### Work request:
Out of the data below, copy every line with the string "cumulus".

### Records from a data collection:
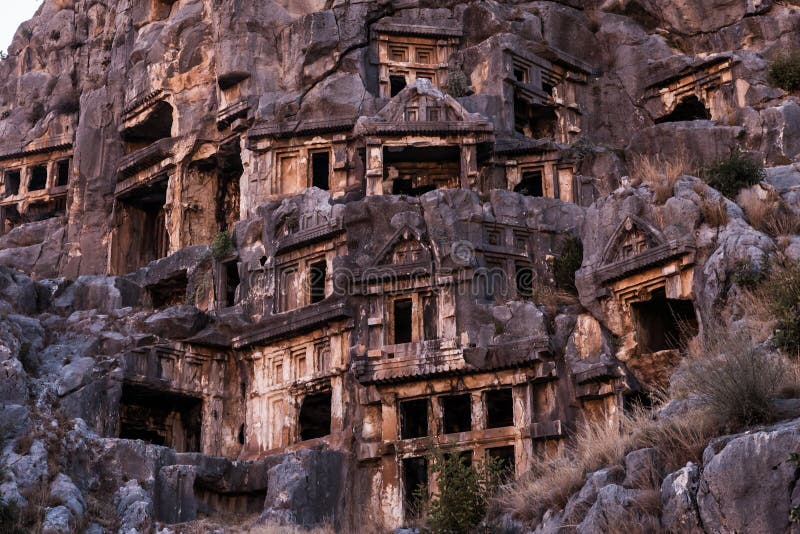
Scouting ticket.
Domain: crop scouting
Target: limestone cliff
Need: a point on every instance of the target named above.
(259, 258)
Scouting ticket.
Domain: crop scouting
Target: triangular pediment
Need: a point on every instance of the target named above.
(404, 248)
(632, 237)
(422, 102)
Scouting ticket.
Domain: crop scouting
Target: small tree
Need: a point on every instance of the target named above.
(464, 490)
(566, 263)
(729, 176)
(784, 72)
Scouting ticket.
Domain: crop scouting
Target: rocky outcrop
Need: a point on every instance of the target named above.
(746, 482)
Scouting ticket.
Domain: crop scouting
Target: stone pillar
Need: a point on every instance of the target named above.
(469, 164)
(391, 495)
(374, 171)
(478, 414)
(523, 448)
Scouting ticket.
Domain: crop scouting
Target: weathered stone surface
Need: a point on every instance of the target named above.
(679, 511)
(728, 499)
(305, 488)
(177, 322)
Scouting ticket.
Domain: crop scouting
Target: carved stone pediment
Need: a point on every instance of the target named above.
(404, 248)
(632, 238)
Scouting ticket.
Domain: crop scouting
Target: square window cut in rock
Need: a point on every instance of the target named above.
(414, 171)
(456, 413)
(499, 408)
(63, 171)
(415, 479)
(662, 323)
(315, 416)
(504, 458)
(414, 418)
(142, 232)
(38, 178)
(169, 291)
(161, 418)
(11, 183)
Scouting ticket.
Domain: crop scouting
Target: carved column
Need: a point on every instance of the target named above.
(374, 173)
(469, 164)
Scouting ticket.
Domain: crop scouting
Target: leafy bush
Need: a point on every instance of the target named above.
(784, 72)
(566, 263)
(781, 293)
(661, 173)
(747, 274)
(463, 493)
(729, 176)
(222, 245)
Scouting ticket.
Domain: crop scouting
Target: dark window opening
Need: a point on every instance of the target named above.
(39, 211)
(504, 456)
(415, 480)
(212, 500)
(142, 231)
(532, 120)
(315, 416)
(63, 173)
(396, 84)
(161, 418)
(664, 324)
(499, 408)
(457, 413)
(531, 184)
(414, 419)
(232, 282)
(524, 279)
(689, 109)
(321, 170)
(416, 170)
(11, 183)
(38, 179)
(430, 317)
(169, 292)
(156, 125)
(317, 277)
(9, 218)
(402, 321)
(229, 171)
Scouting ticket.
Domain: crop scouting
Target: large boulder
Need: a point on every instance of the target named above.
(176, 322)
(305, 489)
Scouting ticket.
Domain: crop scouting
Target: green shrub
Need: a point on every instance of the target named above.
(456, 84)
(736, 380)
(784, 72)
(222, 245)
(462, 499)
(748, 274)
(781, 293)
(729, 176)
(566, 263)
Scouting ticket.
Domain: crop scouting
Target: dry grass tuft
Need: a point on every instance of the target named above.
(734, 377)
(714, 212)
(661, 174)
(769, 215)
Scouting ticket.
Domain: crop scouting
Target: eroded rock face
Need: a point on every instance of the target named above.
(336, 228)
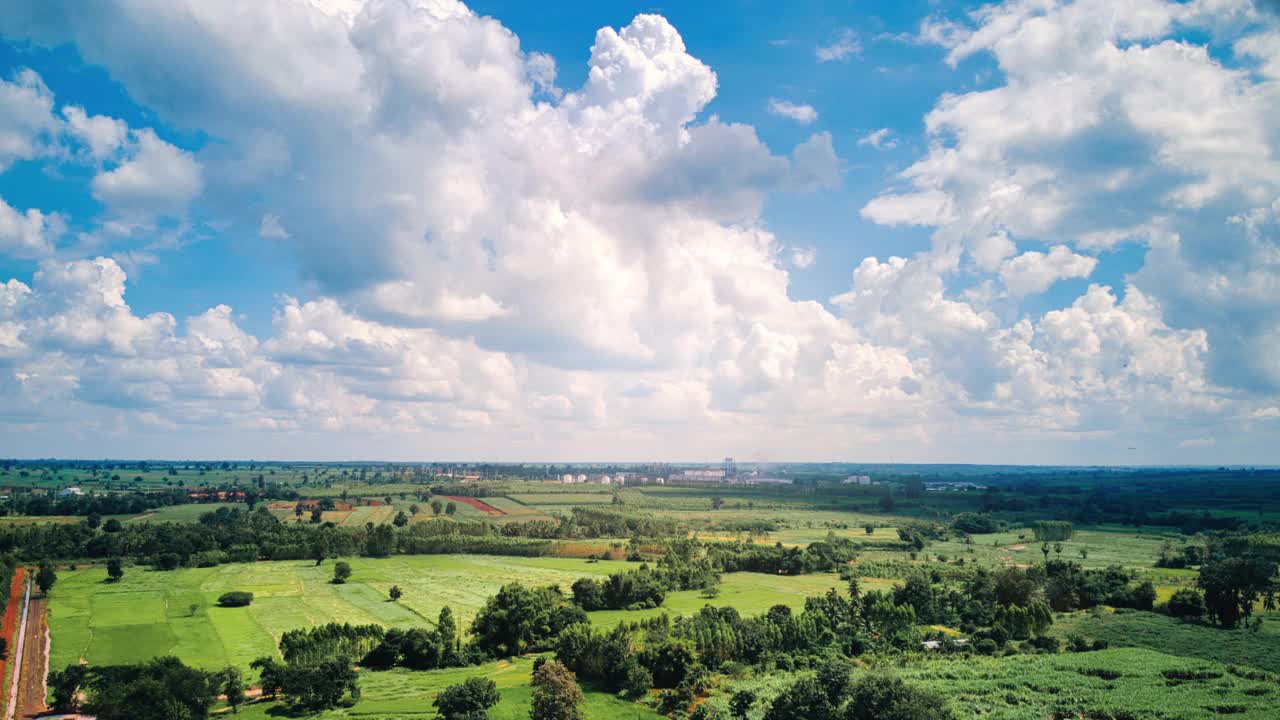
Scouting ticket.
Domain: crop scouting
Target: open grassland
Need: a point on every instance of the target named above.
(155, 613)
(397, 695)
(1174, 637)
(182, 513)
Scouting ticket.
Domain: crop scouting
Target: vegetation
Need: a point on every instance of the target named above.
(1019, 597)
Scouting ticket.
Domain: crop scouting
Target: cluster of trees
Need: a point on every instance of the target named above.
(423, 648)
(307, 646)
(831, 693)
(159, 689)
(309, 686)
(594, 523)
(1052, 531)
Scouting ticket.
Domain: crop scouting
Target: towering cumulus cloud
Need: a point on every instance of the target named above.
(499, 265)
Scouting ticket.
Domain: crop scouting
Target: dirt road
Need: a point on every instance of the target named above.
(35, 660)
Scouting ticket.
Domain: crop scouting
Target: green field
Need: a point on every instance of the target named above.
(397, 695)
(150, 613)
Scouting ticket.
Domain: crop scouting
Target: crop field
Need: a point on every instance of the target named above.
(565, 499)
(752, 593)
(396, 695)
(158, 613)
(150, 613)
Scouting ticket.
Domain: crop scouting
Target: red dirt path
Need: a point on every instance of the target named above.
(10, 619)
(478, 504)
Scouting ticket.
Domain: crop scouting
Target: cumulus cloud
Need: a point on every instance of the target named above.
(484, 249)
(881, 139)
(27, 122)
(156, 178)
(800, 113)
(844, 48)
(28, 233)
(1032, 272)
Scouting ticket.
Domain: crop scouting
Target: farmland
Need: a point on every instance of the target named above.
(778, 556)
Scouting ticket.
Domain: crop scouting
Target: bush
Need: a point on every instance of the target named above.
(234, 598)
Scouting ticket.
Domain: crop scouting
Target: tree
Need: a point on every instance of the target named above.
(740, 703)
(885, 697)
(160, 689)
(234, 598)
(1187, 604)
(803, 700)
(270, 674)
(556, 693)
(341, 572)
(233, 687)
(469, 700)
(447, 633)
(65, 684)
(1233, 586)
(45, 578)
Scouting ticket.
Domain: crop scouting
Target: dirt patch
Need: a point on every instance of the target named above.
(474, 502)
(7, 627)
(35, 661)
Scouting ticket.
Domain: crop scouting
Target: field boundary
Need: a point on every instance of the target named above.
(10, 618)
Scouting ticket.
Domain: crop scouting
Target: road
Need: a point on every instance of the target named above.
(35, 661)
(31, 654)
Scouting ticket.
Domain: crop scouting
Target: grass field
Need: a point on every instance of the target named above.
(150, 613)
(397, 695)
(155, 613)
(752, 593)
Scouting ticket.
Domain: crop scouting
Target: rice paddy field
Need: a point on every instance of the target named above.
(154, 613)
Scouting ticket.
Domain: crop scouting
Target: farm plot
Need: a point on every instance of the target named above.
(151, 613)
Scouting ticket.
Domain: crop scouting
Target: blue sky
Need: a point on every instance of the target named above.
(342, 228)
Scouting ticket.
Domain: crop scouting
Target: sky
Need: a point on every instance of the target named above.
(1024, 232)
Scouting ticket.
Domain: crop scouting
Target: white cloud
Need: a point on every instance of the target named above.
(483, 249)
(1032, 273)
(26, 118)
(804, 256)
(104, 136)
(881, 139)
(803, 114)
(270, 227)
(844, 48)
(31, 233)
(156, 178)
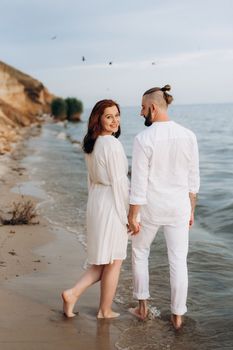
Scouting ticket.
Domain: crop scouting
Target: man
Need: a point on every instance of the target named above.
(164, 186)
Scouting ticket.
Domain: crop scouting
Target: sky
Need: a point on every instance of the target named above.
(185, 43)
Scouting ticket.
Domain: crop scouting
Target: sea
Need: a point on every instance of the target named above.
(57, 166)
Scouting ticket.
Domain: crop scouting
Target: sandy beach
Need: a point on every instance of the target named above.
(36, 263)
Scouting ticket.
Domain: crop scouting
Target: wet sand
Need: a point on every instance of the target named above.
(37, 263)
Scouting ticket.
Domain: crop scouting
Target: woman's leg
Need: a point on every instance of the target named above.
(70, 296)
(109, 281)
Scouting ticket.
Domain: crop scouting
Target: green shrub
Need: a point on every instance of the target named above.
(74, 108)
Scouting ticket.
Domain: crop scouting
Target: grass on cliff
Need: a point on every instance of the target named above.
(22, 213)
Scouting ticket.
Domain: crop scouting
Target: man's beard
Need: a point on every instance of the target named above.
(148, 121)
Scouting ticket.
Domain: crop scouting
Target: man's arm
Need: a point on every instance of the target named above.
(193, 201)
(139, 182)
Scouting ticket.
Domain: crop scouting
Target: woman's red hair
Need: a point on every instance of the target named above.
(94, 128)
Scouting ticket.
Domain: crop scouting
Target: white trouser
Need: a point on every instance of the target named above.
(177, 246)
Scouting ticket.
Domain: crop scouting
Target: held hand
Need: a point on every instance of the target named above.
(133, 227)
(191, 220)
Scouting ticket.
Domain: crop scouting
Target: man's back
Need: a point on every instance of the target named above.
(164, 171)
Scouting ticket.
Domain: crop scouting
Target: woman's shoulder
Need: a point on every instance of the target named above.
(110, 144)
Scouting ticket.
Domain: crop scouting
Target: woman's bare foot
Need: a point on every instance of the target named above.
(69, 300)
(176, 321)
(108, 314)
(137, 312)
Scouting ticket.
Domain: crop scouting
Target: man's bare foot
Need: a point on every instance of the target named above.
(137, 312)
(69, 300)
(177, 321)
(109, 314)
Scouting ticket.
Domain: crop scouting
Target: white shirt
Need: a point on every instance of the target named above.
(165, 168)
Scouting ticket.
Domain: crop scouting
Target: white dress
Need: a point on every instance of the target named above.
(108, 201)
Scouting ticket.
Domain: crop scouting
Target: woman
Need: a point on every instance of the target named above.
(107, 208)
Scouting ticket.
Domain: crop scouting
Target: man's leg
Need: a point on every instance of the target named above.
(177, 237)
(140, 253)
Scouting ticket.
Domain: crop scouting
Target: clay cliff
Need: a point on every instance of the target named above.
(22, 100)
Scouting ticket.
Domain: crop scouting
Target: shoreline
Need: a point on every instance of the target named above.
(37, 262)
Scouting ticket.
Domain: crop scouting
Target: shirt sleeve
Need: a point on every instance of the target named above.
(117, 170)
(194, 176)
(139, 178)
(89, 183)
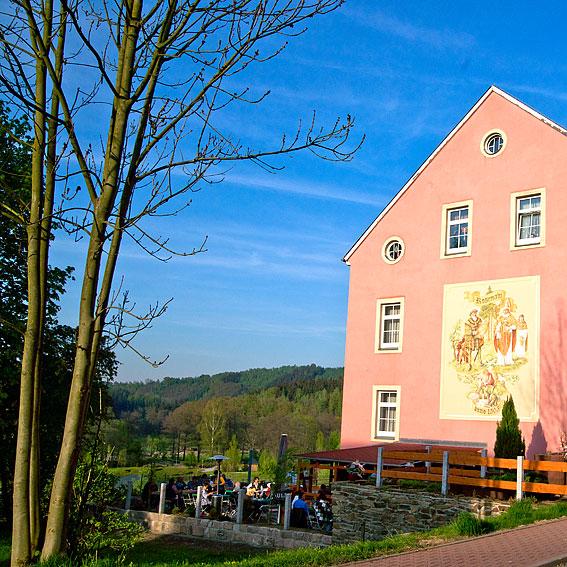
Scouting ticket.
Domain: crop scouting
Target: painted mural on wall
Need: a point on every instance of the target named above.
(490, 348)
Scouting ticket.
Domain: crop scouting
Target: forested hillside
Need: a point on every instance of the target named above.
(247, 409)
(172, 392)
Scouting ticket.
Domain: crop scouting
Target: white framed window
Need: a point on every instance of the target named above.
(456, 229)
(393, 250)
(493, 143)
(386, 413)
(389, 325)
(528, 223)
(527, 219)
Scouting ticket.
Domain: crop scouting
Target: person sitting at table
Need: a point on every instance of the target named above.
(180, 483)
(253, 489)
(229, 484)
(150, 495)
(221, 481)
(266, 490)
(324, 492)
(171, 495)
(299, 512)
(324, 512)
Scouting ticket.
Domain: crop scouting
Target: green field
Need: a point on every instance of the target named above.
(170, 551)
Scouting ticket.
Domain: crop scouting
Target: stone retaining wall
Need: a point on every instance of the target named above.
(229, 532)
(365, 512)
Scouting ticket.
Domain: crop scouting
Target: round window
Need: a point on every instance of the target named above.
(493, 143)
(393, 250)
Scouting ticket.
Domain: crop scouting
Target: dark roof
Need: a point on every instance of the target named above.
(368, 454)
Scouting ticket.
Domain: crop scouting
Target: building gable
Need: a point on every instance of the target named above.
(492, 91)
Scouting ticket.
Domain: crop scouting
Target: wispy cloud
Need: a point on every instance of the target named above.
(437, 38)
(264, 327)
(308, 189)
(557, 94)
(264, 266)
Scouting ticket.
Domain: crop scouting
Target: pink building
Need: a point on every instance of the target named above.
(458, 291)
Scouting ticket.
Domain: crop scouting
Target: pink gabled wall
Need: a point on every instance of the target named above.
(535, 156)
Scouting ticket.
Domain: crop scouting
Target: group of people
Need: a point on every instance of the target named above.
(322, 510)
(257, 493)
(176, 488)
(259, 489)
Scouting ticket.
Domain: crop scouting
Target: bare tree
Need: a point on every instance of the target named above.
(157, 75)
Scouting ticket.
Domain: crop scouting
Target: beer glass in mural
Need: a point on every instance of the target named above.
(490, 348)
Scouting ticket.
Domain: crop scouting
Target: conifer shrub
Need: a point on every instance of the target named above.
(509, 440)
(469, 525)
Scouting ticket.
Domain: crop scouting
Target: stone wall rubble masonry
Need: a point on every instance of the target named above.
(227, 532)
(365, 512)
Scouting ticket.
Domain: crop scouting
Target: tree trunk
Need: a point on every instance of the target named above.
(21, 528)
(60, 500)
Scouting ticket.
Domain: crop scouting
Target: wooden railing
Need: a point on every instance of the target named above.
(460, 468)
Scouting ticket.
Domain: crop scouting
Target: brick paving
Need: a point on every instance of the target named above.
(529, 546)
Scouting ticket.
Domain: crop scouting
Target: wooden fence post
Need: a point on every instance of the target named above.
(379, 465)
(199, 502)
(483, 454)
(129, 496)
(445, 477)
(287, 511)
(161, 508)
(428, 463)
(240, 505)
(519, 476)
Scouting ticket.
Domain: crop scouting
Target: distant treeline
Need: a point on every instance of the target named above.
(250, 408)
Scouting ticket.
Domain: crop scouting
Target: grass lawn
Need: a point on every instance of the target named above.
(171, 551)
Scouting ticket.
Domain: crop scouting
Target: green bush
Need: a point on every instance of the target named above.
(112, 533)
(468, 525)
(521, 512)
(509, 441)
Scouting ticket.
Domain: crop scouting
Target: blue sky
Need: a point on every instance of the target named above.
(272, 289)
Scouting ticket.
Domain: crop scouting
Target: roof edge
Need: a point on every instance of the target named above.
(410, 181)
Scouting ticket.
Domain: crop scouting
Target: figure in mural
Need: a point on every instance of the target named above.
(521, 337)
(505, 337)
(487, 342)
(473, 339)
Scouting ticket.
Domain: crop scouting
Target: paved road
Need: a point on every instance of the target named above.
(529, 546)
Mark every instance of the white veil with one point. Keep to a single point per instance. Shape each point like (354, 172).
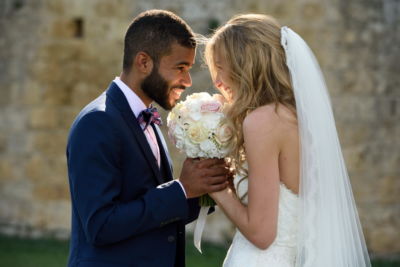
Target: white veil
(330, 233)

### Answer box:
Target: towering cumulus cloud
Target: cumulus cloud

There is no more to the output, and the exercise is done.